(Task material)

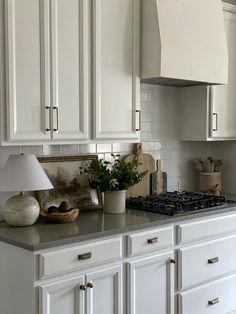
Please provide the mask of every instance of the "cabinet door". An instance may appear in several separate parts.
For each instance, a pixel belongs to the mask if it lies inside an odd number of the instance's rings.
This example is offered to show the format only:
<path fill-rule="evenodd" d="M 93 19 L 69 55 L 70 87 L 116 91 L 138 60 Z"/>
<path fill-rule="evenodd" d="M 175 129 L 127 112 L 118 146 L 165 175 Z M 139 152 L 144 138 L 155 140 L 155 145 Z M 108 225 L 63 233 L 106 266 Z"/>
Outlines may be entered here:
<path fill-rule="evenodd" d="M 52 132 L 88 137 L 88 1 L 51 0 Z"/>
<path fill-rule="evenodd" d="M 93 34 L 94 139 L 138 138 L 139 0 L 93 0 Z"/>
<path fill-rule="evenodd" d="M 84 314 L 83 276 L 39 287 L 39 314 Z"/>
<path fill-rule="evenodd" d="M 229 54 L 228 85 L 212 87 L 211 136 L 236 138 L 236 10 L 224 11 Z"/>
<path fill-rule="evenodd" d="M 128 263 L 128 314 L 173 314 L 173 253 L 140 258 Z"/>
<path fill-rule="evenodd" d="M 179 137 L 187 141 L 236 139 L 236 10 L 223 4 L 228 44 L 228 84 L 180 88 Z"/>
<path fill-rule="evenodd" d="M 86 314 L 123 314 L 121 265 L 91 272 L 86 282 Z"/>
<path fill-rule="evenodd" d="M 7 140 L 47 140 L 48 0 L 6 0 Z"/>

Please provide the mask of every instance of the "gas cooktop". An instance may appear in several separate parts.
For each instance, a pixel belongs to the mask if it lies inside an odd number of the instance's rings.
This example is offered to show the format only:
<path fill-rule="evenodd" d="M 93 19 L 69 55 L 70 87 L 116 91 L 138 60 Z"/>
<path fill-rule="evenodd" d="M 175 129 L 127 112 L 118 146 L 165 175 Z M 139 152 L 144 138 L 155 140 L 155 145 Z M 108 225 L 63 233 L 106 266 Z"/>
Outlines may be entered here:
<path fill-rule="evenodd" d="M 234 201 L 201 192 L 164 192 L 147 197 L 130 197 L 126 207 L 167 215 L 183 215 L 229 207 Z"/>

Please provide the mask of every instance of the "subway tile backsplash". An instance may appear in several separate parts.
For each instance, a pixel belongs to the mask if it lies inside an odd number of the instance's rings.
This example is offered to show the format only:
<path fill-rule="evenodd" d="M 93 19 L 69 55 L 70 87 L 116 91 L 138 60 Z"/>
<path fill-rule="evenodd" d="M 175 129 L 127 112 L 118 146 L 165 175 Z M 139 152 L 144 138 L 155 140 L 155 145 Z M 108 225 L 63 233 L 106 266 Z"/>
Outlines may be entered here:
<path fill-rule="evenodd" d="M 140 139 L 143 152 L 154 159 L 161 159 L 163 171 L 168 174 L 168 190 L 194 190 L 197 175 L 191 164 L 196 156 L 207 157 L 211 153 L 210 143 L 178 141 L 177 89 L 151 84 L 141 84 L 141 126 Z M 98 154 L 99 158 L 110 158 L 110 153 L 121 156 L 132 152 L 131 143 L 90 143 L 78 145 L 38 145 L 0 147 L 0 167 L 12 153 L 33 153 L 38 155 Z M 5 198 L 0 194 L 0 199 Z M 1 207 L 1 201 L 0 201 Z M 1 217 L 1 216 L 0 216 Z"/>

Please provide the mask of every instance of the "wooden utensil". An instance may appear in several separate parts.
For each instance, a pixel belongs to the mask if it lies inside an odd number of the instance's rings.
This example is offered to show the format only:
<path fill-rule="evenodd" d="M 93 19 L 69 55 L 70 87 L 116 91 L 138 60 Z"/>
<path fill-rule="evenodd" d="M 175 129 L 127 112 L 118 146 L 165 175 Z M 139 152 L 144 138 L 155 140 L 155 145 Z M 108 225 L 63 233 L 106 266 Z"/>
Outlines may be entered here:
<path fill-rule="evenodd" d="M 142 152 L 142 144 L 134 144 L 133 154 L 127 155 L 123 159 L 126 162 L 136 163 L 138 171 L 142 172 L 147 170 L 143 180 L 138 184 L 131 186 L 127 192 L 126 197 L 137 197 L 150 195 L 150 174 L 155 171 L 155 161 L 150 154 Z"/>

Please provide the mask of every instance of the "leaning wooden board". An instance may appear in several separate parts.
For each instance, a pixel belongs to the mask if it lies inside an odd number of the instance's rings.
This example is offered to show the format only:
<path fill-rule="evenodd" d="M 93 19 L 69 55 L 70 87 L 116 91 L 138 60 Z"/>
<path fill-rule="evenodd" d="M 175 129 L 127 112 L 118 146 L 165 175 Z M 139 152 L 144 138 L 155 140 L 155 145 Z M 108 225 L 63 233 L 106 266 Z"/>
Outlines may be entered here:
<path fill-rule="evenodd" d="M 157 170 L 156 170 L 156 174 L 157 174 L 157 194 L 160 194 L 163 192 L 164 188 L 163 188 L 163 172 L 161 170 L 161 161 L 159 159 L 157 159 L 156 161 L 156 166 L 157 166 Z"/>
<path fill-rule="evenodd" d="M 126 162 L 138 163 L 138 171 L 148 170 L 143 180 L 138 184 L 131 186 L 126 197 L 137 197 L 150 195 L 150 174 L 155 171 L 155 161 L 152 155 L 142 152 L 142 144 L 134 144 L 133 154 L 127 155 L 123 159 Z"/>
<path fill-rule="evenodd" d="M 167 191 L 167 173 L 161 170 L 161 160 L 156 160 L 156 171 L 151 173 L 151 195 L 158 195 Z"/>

(End Task material)
(Task material)

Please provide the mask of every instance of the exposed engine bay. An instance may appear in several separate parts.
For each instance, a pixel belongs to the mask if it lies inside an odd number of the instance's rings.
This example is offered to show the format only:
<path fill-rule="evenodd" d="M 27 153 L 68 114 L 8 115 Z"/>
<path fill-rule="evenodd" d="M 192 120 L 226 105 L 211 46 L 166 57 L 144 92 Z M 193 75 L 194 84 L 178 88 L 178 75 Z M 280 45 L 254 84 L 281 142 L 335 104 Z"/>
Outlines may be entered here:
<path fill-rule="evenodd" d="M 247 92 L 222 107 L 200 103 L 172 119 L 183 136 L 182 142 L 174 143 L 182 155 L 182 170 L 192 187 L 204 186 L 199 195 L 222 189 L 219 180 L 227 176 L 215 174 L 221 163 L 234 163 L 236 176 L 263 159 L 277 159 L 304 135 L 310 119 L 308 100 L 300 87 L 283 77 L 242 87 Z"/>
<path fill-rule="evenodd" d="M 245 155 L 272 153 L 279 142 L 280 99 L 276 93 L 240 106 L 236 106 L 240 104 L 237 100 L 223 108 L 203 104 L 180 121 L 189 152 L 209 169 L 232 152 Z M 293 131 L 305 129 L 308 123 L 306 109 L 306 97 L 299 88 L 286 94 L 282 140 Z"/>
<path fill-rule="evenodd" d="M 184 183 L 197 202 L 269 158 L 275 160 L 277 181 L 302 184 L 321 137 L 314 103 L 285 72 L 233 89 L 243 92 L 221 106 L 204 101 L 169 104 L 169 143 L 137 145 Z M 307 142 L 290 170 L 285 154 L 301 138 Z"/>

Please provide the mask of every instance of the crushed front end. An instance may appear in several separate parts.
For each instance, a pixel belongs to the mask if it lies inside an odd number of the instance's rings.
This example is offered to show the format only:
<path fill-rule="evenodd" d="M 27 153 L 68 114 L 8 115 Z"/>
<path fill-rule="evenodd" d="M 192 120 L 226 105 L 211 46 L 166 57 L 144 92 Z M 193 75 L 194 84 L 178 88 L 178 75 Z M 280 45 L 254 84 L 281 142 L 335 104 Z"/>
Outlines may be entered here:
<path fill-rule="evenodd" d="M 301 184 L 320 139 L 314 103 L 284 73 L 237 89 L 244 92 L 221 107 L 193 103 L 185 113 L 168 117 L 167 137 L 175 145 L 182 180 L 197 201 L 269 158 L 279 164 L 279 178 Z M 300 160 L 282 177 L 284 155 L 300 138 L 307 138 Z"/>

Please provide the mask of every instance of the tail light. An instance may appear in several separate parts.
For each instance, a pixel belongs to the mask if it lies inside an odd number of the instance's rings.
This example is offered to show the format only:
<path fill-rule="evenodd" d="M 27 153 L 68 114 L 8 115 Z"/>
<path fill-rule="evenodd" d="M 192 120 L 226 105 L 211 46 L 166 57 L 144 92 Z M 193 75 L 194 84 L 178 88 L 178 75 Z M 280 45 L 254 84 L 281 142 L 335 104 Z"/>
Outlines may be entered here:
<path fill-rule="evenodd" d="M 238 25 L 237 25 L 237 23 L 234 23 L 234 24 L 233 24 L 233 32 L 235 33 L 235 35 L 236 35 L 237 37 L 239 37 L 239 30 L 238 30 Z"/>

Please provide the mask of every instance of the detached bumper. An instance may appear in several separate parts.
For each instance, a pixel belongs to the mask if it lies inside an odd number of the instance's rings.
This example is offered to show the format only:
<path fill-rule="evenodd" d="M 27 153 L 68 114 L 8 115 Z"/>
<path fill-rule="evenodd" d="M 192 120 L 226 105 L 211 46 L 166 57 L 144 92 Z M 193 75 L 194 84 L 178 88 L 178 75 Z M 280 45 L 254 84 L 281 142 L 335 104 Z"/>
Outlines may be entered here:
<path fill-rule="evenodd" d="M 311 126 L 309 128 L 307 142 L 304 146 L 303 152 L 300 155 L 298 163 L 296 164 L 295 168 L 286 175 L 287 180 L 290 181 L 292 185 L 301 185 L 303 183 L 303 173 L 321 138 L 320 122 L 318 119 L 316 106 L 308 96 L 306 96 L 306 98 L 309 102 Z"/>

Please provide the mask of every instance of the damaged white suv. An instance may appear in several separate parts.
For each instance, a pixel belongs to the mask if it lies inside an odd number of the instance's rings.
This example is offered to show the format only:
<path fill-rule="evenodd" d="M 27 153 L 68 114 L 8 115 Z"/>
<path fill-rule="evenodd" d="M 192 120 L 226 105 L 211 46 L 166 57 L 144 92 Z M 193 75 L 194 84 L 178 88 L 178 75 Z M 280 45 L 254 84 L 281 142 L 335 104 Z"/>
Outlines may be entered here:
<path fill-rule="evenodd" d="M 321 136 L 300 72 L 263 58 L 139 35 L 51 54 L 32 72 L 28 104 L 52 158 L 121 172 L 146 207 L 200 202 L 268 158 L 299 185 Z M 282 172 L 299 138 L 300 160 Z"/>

(End Task material)

▶ Problem details
Within the listing above, filter for lines holding the string "wooden" and copy each one.

▶ Answer space
Please provide the mask of every instance of the "wooden utensil". An instance may appear in several separate parts.
Please provide the mask of every instance of the "leaning wooden board". An instance may appear in several separate parts.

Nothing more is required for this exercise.